— BEGIN PROVIDED RECORDS —
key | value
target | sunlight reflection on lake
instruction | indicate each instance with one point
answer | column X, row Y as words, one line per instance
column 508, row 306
— END PROVIDED RECORDS —
> PROBLEM DESCRIPTION: Please output every line of the listing above as a numbered list, leaving out any blank lines.

> SOLUTION TO THIS EXERCISE:
1. key | value
2. target | sunlight reflection on lake
3. instruction | indicate each instance with one point
4. answer | column X, row Y as words, one line per instance
5. column 508, row 306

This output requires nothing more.